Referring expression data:
----------
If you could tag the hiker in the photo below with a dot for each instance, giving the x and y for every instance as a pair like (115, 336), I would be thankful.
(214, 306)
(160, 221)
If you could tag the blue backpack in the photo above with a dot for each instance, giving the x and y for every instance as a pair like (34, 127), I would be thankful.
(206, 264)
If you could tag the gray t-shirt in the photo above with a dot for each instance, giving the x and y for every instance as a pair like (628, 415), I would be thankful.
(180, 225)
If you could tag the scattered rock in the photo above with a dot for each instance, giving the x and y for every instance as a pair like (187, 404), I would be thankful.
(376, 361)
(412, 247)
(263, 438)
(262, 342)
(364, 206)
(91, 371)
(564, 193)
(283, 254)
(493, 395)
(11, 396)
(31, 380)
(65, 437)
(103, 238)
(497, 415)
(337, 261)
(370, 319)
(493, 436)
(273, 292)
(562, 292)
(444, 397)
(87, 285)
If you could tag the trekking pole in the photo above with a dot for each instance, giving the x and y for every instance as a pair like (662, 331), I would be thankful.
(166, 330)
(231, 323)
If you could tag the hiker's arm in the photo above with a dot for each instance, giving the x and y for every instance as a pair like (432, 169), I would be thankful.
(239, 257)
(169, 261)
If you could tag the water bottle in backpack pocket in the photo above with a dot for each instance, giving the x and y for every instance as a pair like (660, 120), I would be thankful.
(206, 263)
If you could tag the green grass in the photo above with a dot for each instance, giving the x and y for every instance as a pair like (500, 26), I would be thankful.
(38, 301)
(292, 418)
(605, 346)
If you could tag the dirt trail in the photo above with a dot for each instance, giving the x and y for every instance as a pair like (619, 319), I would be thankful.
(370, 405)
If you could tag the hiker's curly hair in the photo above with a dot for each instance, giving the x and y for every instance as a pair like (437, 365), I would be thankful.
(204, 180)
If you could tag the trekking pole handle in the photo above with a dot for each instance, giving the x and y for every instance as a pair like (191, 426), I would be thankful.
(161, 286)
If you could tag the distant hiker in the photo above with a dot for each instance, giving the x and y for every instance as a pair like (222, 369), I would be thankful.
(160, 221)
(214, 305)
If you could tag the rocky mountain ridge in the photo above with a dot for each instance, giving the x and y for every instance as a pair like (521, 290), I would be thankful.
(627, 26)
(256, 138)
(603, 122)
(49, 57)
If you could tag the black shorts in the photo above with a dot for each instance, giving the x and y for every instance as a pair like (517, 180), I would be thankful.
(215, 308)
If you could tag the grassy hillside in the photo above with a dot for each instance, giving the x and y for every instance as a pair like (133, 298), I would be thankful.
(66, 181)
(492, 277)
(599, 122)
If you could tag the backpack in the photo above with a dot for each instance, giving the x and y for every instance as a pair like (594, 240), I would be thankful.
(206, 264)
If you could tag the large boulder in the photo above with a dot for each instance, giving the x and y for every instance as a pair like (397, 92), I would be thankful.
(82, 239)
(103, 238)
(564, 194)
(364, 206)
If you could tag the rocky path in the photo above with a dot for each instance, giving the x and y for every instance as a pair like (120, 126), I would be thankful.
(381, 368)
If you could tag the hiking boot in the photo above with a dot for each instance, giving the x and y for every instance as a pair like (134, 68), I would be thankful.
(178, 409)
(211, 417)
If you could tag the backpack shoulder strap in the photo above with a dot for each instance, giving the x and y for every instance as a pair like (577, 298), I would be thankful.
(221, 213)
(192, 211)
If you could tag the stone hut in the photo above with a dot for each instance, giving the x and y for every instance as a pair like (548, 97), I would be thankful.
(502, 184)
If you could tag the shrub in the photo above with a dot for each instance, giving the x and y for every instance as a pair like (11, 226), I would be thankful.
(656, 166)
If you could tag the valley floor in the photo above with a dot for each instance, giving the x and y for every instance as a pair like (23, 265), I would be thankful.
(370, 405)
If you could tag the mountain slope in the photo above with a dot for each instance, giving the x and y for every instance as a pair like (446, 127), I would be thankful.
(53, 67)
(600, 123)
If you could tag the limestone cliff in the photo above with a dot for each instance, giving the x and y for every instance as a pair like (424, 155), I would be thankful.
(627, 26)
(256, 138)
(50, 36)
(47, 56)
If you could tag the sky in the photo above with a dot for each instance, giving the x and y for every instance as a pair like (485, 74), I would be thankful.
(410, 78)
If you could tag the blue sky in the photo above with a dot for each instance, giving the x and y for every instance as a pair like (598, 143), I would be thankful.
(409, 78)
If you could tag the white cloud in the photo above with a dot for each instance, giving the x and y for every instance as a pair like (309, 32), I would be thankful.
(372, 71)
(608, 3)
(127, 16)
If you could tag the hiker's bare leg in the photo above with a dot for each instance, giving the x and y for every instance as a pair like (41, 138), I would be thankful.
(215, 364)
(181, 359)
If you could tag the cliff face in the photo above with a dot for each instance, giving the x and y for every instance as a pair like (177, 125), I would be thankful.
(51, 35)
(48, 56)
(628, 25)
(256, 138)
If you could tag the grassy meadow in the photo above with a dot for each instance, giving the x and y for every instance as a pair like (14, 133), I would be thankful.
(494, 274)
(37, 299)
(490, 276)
----------
- **Goal of the exercise**:
Copy every record above out again, word for word.

- **Output**:
If you could tag the hiker in the photo below with a dot for each instance, giving the x and y for every instance as a pair like (115, 336), I would be thankful.
(214, 306)
(160, 221)
If you could tag the blue backpack in the photo above with a dot for each instance, giving the x and y for every instance as a pair like (34, 127), I would be thankful.
(206, 264)
If you could tag the gray t-shirt in the photo above with a dot for each instance, giving the x and y for every instance as a pair like (628, 415), I would be thankful.
(180, 225)
If you could tag the scattered rock in the photo above with a dot for each instance, giving the x and y for every instance as a pair like (187, 404), I would be thankful.
(376, 361)
(412, 247)
(263, 438)
(262, 342)
(364, 206)
(91, 371)
(564, 193)
(283, 254)
(493, 395)
(11, 396)
(31, 380)
(65, 437)
(103, 238)
(497, 415)
(337, 261)
(370, 319)
(493, 436)
(273, 292)
(562, 292)
(444, 397)
(87, 285)
If you could tag the trekking pole in the photo above with a dot for each instance, giving the x and y for every instance as a pair like (662, 331), I would be thankful.
(166, 330)
(231, 323)
If you could tag the hiker's arm in the photo above with a dot for each instance, giving the x and y for every instance as a pair like (432, 169), I would be thankful.
(239, 257)
(169, 261)
If you could tag the water bottle in backpack pocket in the photo above with a dot for each instance, giving the x and y for every instance as a pair like (660, 120), I would be thankful.
(206, 263)
If you could tag the green grass in the photo above with a dot for each instance, giving the x and y for every instance as a pair like (500, 26), I would be thankful.
(38, 301)
(292, 418)
(605, 346)
If you could tag the dirt trail in the photo above with a dot for each instance, giving the x and y for every instance as a pair like (619, 319), I would be thankful.
(370, 405)
If you could tag the hiker's curly hair in the photo above with a dot for each instance, giving the x and y for every instance as a pair like (437, 365), I would be thankful.
(204, 180)
If you could tag the trekking pole handle in the photo above with a dot for each instance, giving the x and y for every instance as a pair like (191, 426), I would be thankful.
(161, 286)
If you could tag the distant hiker in the photo above with a dot for each instance, giving the x and y for every instance as a pair like (222, 369), I would be thankful.
(160, 221)
(214, 305)
If you could tag the rocky mountain ridge in the photo above with a dot for each instance, giving the x and y for every instance as a pair like (521, 290), I would be thankful.
(627, 26)
(256, 138)
(603, 122)
(49, 57)
If you could tag the black shorts in the photo above with a dot for each instance, giving the x and y for every instance as a pair like (517, 180), I would be thankful.
(215, 308)
If you could tag the grassy hillside in the photo above with a dot for each instance, giving the x and y for every instance as a pair like (133, 298), I would be thankful.
(66, 181)
(492, 277)
(599, 122)
If you could tag the backpack in the photo above with a dot for each instance, giving the x and y for every instance as a pair like (594, 240), I would be thankful.
(206, 264)
If you could tag the large boulder in the photo above with a dot for each instance, giving the x and y for every instance as a pair like (397, 92), I would be thankful.
(82, 239)
(103, 238)
(564, 194)
(364, 206)
If you could tag the rocky path in the photo above with a dot for each instance, giving the x and y for every instance as a pair like (120, 126), I would be thankful.
(381, 368)
If you could tag the hiking boot in the photo above with a dot for each instance, giving the x and y for every instance as a pair like (134, 68), I would be thankful.
(178, 409)
(211, 417)
If you could tag the backpack shoulder strap in the photo above with a dot for each instance, giving the x and y for every instance as a pair like (577, 298), I would be thankful.
(221, 213)
(192, 211)
If you could tag the stone hut in the photo above with a dot for each instance, giving the x and y for every instance as a pair like (548, 97), I would be thankful.
(502, 184)
If you could tag the shrub in the photo above with a dot for each instance, giving the x and y for every instance as a pair like (11, 226), I would be thankful.
(656, 166)
If you could tag the valley floor in the photo above with a dot for each instance, giving the x and y for every instance as a pair like (23, 265), I would be thankful.
(370, 405)
If you could tag the mountain slope in the photo above with a dot for each instance, giving the x and y for every instance as a pair like (446, 127), I would be thankful.
(53, 67)
(600, 123)
If you could tag the limestone cliff in the photo above with a dot for each instance, giving the x and y for every instance as a pair like (424, 155), I would be thankful.
(627, 26)
(256, 138)
(50, 36)
(47, 56)
If you could tag the sky in the photo above with a dot for each instance, giving the x and y for every instance as a pair like (485, 74), I would be thankful.
(410, 78)
If you could tag the blue sky in the photo above with a dot for each instance, giving the x and y for every instance as a pair like (598, 143), I would be thankful.
(409, 78)
If you could tag the white cloud in the photo above with a dot for each instance, giving the x and y for every instance as a pair like (309, 32), I would be thankful.
(372, 71)
(608, 3)
(127, 16)
If you could tag the hiker's bare leg in the photo above with a dot for each instance, giving the x and y for every instance as a pair like (41, 138), I would be thankful.
(215, 364)
(181, 359)
If you could tag the cliff face in the photo above with a dot for each instance, giving the x and y for every instance as a pair like (177, 125), I would be thankful.
(51, 35)
(48, 56)
(628, 25)
(256, 138)
If you could tag the grassy meadow in the photo above with a dot for each instance, giving the x and y for every instance as a pair like (14, 133), I would be thankful.
(494, 274)
(37, 299)
(490, 276)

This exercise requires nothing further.